Among the entries below, take the line with "Target: deer eye" and the line with "Sample — (182,261)", and output them and every line between them exactly, with nothing else.

WORKING DATA: Begin

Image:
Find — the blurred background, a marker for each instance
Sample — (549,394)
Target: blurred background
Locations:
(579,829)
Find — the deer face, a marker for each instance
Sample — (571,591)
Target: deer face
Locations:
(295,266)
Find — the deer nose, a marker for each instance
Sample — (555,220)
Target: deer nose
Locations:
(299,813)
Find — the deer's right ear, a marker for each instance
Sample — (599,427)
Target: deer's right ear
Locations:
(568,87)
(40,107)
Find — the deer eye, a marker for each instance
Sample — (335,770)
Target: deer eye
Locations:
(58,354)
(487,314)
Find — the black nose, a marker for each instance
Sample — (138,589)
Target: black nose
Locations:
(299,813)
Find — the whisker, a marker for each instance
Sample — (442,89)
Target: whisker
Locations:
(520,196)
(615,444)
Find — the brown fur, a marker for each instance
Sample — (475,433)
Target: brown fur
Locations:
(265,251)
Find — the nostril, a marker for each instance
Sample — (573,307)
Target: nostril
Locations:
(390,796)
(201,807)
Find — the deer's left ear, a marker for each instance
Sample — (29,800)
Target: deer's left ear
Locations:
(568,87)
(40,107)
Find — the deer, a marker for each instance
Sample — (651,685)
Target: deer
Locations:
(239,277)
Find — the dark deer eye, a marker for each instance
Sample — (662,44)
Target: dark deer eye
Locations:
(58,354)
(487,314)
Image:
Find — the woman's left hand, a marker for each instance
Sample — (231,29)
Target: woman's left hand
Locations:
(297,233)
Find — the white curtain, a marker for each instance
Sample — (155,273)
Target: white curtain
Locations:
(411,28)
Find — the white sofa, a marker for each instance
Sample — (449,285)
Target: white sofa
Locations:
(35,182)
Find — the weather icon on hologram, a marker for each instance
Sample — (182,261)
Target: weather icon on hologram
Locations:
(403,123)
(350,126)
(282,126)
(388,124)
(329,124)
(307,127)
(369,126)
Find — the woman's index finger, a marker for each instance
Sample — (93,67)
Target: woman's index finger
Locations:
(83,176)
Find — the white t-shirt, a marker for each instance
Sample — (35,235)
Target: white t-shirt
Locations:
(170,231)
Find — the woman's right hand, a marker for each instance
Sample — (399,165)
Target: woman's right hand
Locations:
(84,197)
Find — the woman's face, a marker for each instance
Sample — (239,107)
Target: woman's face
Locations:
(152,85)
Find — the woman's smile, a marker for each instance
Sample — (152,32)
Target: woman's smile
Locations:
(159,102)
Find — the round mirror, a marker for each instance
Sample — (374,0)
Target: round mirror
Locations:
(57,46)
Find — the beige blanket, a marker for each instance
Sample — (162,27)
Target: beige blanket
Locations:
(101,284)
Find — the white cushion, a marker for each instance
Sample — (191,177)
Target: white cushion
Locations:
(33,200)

WORKING DATA: End

[ANSWER BOX]:
Target: deer eye
Locations:
(58,354)
(487,314)
Find — the black nose, a marker for each instance
Sample — (138,589)
Target: black nose
Locations:
(299,813)
Find — the whisker, a marker for each instance
Sample — (442,89)
Target: whisker
Locations:
(520,196)
(615,444)
Find — the brown fur, a marker for each instance
Sample — (475,433)
Target: brown fur
Locations:
(265,251)
Find — the nostril, a marker for each instance
Sample — (573,307)
Target: nostril
Locations:
(390,796)
(201,807)
Find — the deer's left ear, a marker for each instance
Sample — (29,800)
Target: deer's left ear
Locations:
(568,87)
(40,107)
Find — the deer, a marker for each instance
Sample — (651,685)
Target: deer
Locations:
(239,277)
Find — the dark deer eye, a marker for each instance
Sample — (662,44)
Target: dark deer eye
Locations:
(58,354)
(487,314)
Image:
Find — the woman's left hand, a marker for each instance
Sample — (231,29)
Target: woman's left hand
Locations:
(297,233)
Find — the white curtain, a marker for each instance
Sample — (155,273)
Target: white curtain
Locations:
(411,28)
Find — the white sofa, a marker for each instance
Sample — (449,285)
Target: white sofa
Locations:
(35,182)
Find — the weather icon on hologram, a marker for each instance
Sample — (182,261)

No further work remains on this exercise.